> _What the task asks_
Copy every one of the entries below word for word, with each line unchanged.
━━ Extracted information
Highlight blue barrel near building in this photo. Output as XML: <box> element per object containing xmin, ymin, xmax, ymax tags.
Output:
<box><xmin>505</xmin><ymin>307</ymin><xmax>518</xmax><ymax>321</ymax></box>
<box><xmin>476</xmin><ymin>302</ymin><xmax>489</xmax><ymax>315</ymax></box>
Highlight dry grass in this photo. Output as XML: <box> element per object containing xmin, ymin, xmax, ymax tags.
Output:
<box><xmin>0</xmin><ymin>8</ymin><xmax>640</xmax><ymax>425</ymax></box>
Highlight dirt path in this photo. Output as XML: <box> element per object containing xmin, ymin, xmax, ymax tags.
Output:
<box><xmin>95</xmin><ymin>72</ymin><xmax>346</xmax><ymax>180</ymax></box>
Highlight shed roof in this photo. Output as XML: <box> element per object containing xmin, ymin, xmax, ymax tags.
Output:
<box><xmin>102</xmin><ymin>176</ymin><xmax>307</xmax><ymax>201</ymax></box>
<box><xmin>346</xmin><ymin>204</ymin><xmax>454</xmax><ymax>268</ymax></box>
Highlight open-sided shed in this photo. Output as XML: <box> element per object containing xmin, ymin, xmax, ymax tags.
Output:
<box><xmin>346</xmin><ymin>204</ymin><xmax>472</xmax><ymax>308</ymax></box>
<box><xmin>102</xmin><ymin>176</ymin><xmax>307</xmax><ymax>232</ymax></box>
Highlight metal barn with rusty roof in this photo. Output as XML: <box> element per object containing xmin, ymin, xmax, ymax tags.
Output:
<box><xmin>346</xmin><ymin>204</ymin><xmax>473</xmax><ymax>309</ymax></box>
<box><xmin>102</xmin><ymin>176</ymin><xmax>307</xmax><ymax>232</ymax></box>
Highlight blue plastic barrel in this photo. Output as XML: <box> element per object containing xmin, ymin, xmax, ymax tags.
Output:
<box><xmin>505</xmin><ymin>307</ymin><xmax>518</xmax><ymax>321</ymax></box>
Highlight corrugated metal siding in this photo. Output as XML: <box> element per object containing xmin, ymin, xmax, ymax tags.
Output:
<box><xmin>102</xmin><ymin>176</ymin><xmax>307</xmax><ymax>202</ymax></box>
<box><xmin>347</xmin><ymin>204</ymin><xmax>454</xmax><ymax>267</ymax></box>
━━━━
> _The reply_
Highlight blue barrel near building in this photo. Output as XML: <box> element per object containing xmin, ymin, xmax, ymax tags.
Output:
<box><xmin>505</xmin><ymin>307</ymin><xmax>518</xmax><ymax>321</ymax></box>
<box><xmin>476</xmin><ymin>302</ymin><xmax>489</xmax><ymax>315</ymax></box>
Highlight dry grass in this photo. Output as XML: <box> element per object containing xmin, ymin, xmax, ymax tags.
Output:
<box><xmin>0</xmin><ymin>8</ymin><xmax>640</xmax><ymax>425</ymax></box>
Highlight dirt path in this photo. Output as XML: <box> element per object containing xmin, ymin, xmax, ymax tags.
Output:
<box><xmin>95</xmin><ymin>72</ymin><xmax>346</xmax><ymax>180</ymax></box>
Highlight shed roof in this photo. Output as XML: <box> element per object containing xmin, ymin, xmax, ymax tags.
Output:
<box><xmin>102</xmin><ymin>176</ymin><xmax>307</xmax><ymax>201</ymax></box>
<box><xmin>346</xmin><ymin>204</ymin><xmax>454</xmax><ymax>268</ymax></box>
Highlight open-sided shed in this photo. Output as XML: <box> element per object containing xmin, ymin, xmax, ymax tags.
Output:
<box><xmin>346</xmin><ymin>204</ymin><xmax>472</xmax><ymax>308</ymax></box>
<box><xmin>102</xmin><ymin>176</ymin><xmax>307</xmax><ymax>232</ymax></box>
Highlight metal barn with rusty roof in this photo. Output as XML: <box> element per object containing xmin, ymin, xmax, ymax tags.
Output:
<box><xmin>346</xmin><ymin>204</ymin><xmax>473</xmax><ymax>309</ymax></box>
<box><xmin>102</xmin><ymin>176</ymin><xmax>307</xmax><ymax>232</ymax></box>
Highlight blue plastic barrel in this photo. Output as XML: <box> element per object containing xmin, ymin, xmax, ymax tags.
Output:
<box><xmin>505</xmin><ymin>307</ymin><xmax>518</xmax><ymax>321</ymax></box>
Highlight corrugated metal siding in this photo. Output as XML: <box> element per object containing xmin, ymin, xmax, ymax tags.
Output:
<box><xmin>102</xmin><ymin>176</ymin><xmax>307</xmax><ymax>202</ymax></box>
<box><xmin>347</xmin><ymin>204</ymin><xmax>454</xmax><ymax>267</ymax></box>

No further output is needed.